[Entries drawn from a collection]

•••

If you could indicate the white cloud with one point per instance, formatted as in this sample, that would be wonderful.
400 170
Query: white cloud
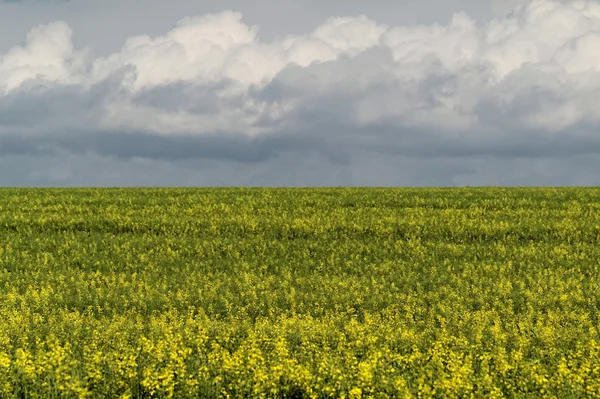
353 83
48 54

•••

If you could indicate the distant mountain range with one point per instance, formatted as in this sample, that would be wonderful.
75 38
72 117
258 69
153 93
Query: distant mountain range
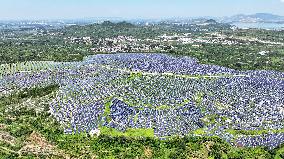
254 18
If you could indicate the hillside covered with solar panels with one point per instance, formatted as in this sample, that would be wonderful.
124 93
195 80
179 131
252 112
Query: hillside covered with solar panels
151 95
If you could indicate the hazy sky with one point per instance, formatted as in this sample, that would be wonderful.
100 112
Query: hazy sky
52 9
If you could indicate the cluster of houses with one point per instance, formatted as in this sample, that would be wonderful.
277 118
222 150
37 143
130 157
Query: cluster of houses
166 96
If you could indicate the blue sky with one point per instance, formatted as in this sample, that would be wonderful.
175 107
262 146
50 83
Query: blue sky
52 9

•••

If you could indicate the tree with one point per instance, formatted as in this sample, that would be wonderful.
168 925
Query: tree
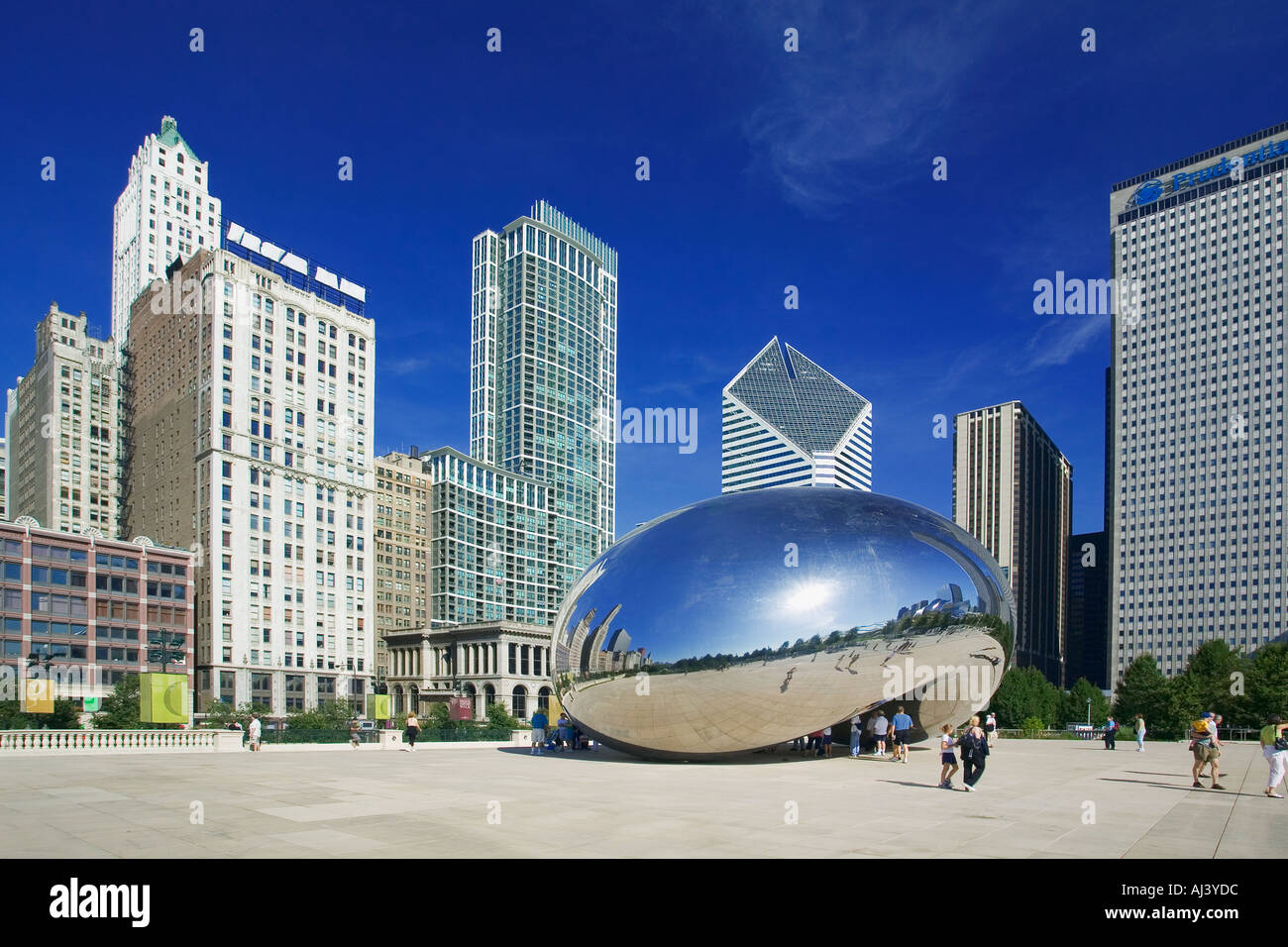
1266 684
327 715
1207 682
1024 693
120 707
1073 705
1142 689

•••

Problem requirements | Report every line in the listing above that contains the word "hazy".

Task response |
If you could indicate the hazy sky with one point per instance, formatted as in this sample, that would be wonderful.
Query: hazy sky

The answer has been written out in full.